● **SELECTED EXCERPT**
================================
Computer graphics processing and selective visual display system – Display driving control circuitry – Controlling the condition of display elements
Reexamination Certificate
2002-01-17
2004-10-12
Chow, Dennis-Doon (Department: 2675)
Computer graphics processing and selective visual display system
Display driving control circuitry
Controlling the condition of display elements
C345S007000, C345S419000
Reexamination Certificate
active
06803928
ABSTRACT:
BACKGROUND OF THE INVENTION
1. Field of the Invention
The invention relates generally to virtual and augmented environments and more specifically to the application of mirror beam-splitters as optical combiners in combination with table-like projection systems that are used to visualize such environments.
2. Background
Virtual Reality (VR) attempts to provide a sense of spatial presence (visual, auditory, or tactile) inside computer-generated synthetic environments to the user. Opaque head-mounted displays (HMDs) and surround-screen (spatially immersive) displays such as CAVEs, (Cruz-Neira, Sandin & DeFanti, 1993) and domed displays (Bennett, 2000) are VR devices that surround the viewer with graphics by filling a great amount of the user's field of view. To achieve this kind of immersion, however, these devices encapsulate the user from the real world, thus making it in many cases difficult or even impossible to combine them with habitual work environments.
Other, less immersive display technology is more promising to support seamless integration of VR into everyday workplaces. Table-like display devices such as Virtual Tables (Barco Inc.,
2000
a
,
2000
b
) or Responsive Workbenches (Krüger & Fröhlich, 1994; Krüger, et al., 1995) and wall-like projection systems such as e.g., Powerwalls, (Silicon Graphics, Inc., 1997) allow the user to simultaneously perceive the surrounding real world while working with a virtual environment.
================================
● **PROVIDED DATA**
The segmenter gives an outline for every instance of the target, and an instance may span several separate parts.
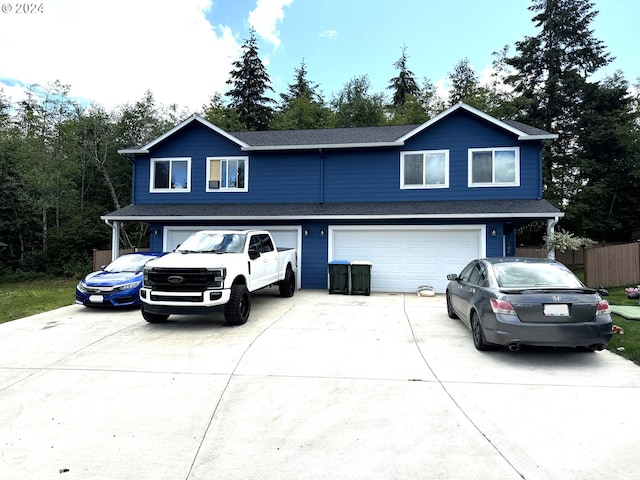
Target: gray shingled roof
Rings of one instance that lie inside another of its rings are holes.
================================
● **EXERCISE SET**
1. According to the patent text, why are highly immersive displays often hard to use in ordinary work settings?
2. List the display devices that the background of the patent text gives as examples.
3. Continue the patent text from where it stops.

● **EXPECTED OUTPUTS**
1. They shut the user off from the real world, which often makes them hard or even impossible to combine with habitual work environments.

2.
- Opaque head-mounted displays (HMDs)
- CAVEs
- Domed displays
- Virtual Tables
- Responsive Workbenches
- Powerwalls

3.
UNC's “Office of the Future Vision” (Raskar, et al., 1998) is a consequent extension of this concept. Here, in contrast to embedding special display devices into the real work environment, an office is envisioned where the ceiling lights are replaced by cameras and projectors that continuously scan the office environment and project computer graphics to spatially immersive displays that could in effect be almost anything (e.g., walls, tables, cupboards) or anywhere in the office. While the cameras acquire the geometry of the office items (irregular surfaces), the rendering is modified to project graphics onto these surfaces in a way that it looks correct and undistorted to an observer. This concept can offer both, a high degree of immersion and the integration of VR into the habitual workspace.
Due to currently employed display technology, a main drawback of VR is that virtual environments cannot be optically mixed with the real world. If rear-projection systems are employed, real-world objects are always located between the observer and the projection plane, thus occluding the projected graphics and consequently the virtual environment. If front-projection is used, physical models can be augmented with graphics by seamlessly projecting directly onto the surface of those objects instead of displaying them in the viewer's visual field (Raskar, Welch & Chen, 1999; Raskar, Welch & Fuchs, 1998). However, this so-called Spatially Augmented Reality (SAR) concept is mostly limited to visualization and not suitable for advanced interaction with virtual and augmented real objects. Moreover, shadows that are cast by the physical objects or by the user, and restrictions of the display area (size, shape, and color of the surface) introduce a fundamental problem in SAR systems.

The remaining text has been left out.